Write exactly the lines running from the start of the material below to the line that includes "written like (186,26).", and include no pictures.

--- START ---

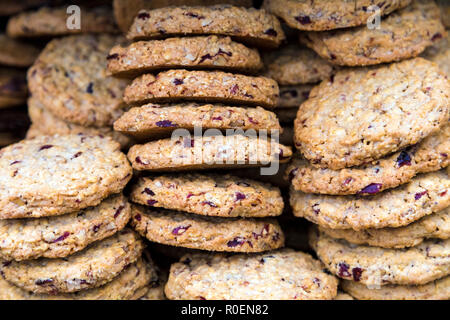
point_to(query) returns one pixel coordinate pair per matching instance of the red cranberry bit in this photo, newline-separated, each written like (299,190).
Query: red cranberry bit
(404,159)
(180,230)
(372,188)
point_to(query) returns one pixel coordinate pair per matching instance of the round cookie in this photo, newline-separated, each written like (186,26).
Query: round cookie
(210,52)
(436,290)
(16,53)
(151,121)
(401,35)
(322,15)
(294,65)
(436,226)
(131,284)
(51,22)
(207,233)
(252,26)
(375,266)
(209,195)
(58,237)
(95,266)
(45,123)
(207,152)
(222,87)
(13,87)
(49,176)
(363,114)
(430,154)
(70,80)
(426,194)
(289,275)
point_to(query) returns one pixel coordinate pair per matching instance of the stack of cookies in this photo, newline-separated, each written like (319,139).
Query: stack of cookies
(374,143)
(63,221)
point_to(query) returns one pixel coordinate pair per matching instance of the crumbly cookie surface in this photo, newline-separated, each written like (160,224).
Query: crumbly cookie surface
(53,175)
(362,115)
(288,274)
(207,233)
(209,52)
(150,121)
(326,15)
(99,264)
(203,86)
(402,35)
(70,80)
(375,266)
(195,152)
(249,25)
(58,237)
(209,195)
(50,22)
(426,194)
(430,154)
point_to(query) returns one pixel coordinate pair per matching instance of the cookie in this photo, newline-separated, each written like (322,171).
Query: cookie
(361,115)
(53,175)
(426,194)
(252,26)
(58,237)
(326,15)
(436,290)
(126,10)
(209,195)
(131,284)
(375,266)
(45,123)
(51,22)
(207,152)
(151,121)
(13,88)
(430,154)
(210,52)
(70,80)
(95,266)
(401,35)
(222,87)
(435,226)
(288,274)
(207,233)
(15,53)
(295,65)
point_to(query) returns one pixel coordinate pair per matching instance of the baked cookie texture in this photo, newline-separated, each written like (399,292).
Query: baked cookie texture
(150,121)
(426,194)
(403,34)
(209,195)
(326,15)
(59,237)
(53,175)
(51,22)
(295,65)
(434,226)
(69,79)
(430,154)
(251,26)
(202,86)
(288,274)
(131,284)
(207,233)
(374,266)
(90,268)
(207,52)
(207,152)
(361,115)
(436,290)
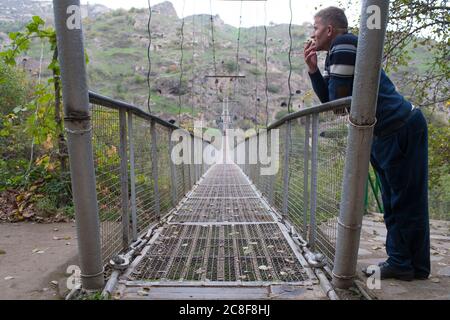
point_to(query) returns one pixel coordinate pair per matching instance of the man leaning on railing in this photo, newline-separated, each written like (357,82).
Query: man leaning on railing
(399,152)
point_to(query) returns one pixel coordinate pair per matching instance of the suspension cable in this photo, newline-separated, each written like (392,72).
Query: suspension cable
(290,59)
(214,48)
(237,49)
(256,71)
(181,65)
(266,65)
(193,65)
(149,57)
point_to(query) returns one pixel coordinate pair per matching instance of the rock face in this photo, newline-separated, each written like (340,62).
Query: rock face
(165,9)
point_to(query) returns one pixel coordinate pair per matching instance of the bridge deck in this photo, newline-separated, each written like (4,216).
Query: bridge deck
(222,242)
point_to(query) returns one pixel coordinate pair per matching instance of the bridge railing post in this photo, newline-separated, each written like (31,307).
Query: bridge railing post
(314,168)
(173,172)
(362,120)
(271,184)
(78,125)
(155,175)
(305,176)
(287,147)
(124,203)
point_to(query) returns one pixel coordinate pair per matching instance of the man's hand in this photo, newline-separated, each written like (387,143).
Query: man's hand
(311,56)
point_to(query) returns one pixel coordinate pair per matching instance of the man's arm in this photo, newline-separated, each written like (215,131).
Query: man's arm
(342,70)
(320,86)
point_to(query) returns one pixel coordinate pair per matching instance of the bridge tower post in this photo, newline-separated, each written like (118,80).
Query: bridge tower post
(78,126)
(374,18)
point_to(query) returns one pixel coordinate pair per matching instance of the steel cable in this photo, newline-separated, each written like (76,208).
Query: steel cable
(290,60)
(266,65)
(181,65)
(238,49)
(149,56)
(214,48)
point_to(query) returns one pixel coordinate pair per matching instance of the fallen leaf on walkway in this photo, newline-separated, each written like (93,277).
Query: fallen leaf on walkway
(264,268)
(199,271)
(143,293)
(289,260)
(435,280)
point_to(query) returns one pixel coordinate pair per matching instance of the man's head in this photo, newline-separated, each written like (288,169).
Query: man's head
(328,23)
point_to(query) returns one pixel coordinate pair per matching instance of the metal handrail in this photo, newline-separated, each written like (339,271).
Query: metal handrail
(117,104)
(328,106)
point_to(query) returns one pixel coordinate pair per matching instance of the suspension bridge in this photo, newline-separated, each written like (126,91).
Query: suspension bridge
(155,229)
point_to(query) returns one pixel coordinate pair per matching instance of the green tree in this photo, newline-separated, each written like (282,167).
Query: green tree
(418,26)
(13,89)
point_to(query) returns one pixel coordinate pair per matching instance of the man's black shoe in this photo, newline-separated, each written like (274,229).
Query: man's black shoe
(389,272)
(419,276)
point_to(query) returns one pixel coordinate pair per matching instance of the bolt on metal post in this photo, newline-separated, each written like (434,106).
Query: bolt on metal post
(78,126)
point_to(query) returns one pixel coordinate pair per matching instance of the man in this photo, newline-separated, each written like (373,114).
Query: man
(399,151)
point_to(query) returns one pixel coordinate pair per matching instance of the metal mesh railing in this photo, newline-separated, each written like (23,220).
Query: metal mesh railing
(306,189)
(137,183)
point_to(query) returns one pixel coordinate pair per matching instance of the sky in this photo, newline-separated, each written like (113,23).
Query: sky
(253,12)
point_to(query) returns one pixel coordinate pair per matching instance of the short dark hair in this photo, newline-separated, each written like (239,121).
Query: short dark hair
(333,16)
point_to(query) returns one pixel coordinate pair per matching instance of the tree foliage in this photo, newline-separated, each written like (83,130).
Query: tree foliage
(419,25)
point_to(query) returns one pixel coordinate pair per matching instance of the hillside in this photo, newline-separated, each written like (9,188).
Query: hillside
(116,42)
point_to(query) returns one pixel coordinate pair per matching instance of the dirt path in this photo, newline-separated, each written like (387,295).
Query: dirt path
(32,256)
(372,251)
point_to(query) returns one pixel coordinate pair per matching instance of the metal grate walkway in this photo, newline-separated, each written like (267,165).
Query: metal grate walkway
(222,241)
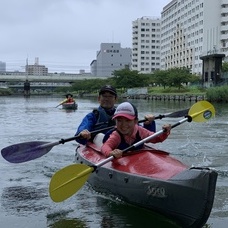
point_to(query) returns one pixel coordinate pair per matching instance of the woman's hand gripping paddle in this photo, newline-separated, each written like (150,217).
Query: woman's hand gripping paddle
(27,151)
(70,179)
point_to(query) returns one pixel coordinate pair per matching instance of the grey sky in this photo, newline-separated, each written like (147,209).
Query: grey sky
(66,34)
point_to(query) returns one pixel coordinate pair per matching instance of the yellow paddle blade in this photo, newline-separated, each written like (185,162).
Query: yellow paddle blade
(202,111)
(67,181)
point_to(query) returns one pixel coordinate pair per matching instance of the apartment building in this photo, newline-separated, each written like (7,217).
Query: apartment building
(191,29)
(146,44)
(110,57)
(36,69)
(2,67)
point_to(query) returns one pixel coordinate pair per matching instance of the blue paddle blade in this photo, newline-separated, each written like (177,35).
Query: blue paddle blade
(26,151)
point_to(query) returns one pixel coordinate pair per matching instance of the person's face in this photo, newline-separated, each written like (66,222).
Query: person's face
(107,100)
(125,126)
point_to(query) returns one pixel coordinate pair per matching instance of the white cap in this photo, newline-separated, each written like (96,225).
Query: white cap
(126,110)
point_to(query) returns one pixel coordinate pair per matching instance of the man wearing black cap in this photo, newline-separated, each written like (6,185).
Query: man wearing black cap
(100,118)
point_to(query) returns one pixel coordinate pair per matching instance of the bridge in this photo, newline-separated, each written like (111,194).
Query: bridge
(50,77)
(15,80)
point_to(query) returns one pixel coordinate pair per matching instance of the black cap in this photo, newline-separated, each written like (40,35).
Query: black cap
(108,88)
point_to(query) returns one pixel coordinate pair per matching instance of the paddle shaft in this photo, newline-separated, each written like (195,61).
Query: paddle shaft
(27,151)
(176,114)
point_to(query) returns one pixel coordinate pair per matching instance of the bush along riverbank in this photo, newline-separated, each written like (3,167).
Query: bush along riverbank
(217,94)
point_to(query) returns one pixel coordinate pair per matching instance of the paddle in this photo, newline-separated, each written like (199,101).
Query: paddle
(70,179)
(28,151)
(176,114)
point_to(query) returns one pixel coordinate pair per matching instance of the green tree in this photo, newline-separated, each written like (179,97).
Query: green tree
(161,77)
(126,78)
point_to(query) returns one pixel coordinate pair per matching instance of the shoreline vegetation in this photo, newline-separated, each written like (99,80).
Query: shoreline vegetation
(212,94)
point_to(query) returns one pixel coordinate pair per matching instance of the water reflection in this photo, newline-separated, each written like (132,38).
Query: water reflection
(23,199)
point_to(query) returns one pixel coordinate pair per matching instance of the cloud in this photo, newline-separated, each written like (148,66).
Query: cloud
(67,32)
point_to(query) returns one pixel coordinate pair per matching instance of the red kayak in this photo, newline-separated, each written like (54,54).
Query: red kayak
(153,179)
(70,105)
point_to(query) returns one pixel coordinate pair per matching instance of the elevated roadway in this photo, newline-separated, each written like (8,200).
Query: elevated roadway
(64,78)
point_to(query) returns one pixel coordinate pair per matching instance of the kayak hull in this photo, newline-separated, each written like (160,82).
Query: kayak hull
(154,180)
(70,106)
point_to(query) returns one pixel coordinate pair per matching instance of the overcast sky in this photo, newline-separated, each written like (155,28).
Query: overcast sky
(66,34)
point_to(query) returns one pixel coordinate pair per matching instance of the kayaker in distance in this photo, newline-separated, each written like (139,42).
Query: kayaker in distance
(69,98)
(101,117)
(128,132)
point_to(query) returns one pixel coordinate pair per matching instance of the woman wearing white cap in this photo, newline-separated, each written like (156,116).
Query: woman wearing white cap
(128,132)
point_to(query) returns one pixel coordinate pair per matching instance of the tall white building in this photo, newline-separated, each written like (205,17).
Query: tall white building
(146,44)
(191,29)
(2,66)
(110,57)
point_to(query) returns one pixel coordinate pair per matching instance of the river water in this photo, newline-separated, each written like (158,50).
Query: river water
(24,197)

--- END ---

Expected answer:
point_to(query) returns one pixel coordinate pair per matching instance of the red cranberry bit in this photo, newline-separated, each written like (299,190).
Query: red cranberry bit
(404,159)
(180,230)
(372,188)
point_to(query) returns one pixel coordinate pair per matching instance of the round cookie in this photo, newline-separated, each written like (186,26).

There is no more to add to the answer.